--- start ---

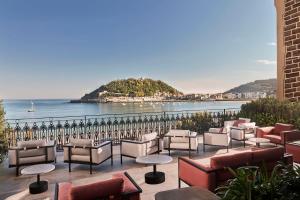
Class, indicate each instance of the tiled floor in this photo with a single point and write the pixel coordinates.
(16, 187)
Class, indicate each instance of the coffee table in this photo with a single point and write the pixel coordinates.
(259, 141)
(38, 186)
(154, 177)
(188, 193)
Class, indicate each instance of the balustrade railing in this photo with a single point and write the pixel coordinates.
(109, 126)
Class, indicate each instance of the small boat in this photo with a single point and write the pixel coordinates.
(32, 108)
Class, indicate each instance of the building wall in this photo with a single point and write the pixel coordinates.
(288, 49)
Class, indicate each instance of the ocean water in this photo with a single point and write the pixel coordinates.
(17, 109)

--- end ---

Convert all the items above into a numbered list, one line per entry, with blank lines skipped. Leave the picture out of the list.

1. Class, indicate each instance of the tiled floor in this photo with a single point and write the pixel coordinates.
2. (16, 187)
3. Class, indicate each instance of the coffee table in this photo with a single point and write the pixel coordinates.
4. (259, 141)
5. (38, 186)
6. (154, 177)
7. (188, 193)
8. Class, indicate each instance of the balustrade railing in this photo with a single point and write the pixel coordinates.
9. (109, 126)
10. Class, indicate each instance of the small boat in this photo with a single point and write the pixel coordinates.
11. (32, 108)
12. Class, indicate each instance of the building wall in this photo with a single point and write the pixel coordinates.
13. (288, 49)
14. Class, indicate each instance of the ocean water in this photo with a single point and write the pixel coordinates.
15. (17, 109)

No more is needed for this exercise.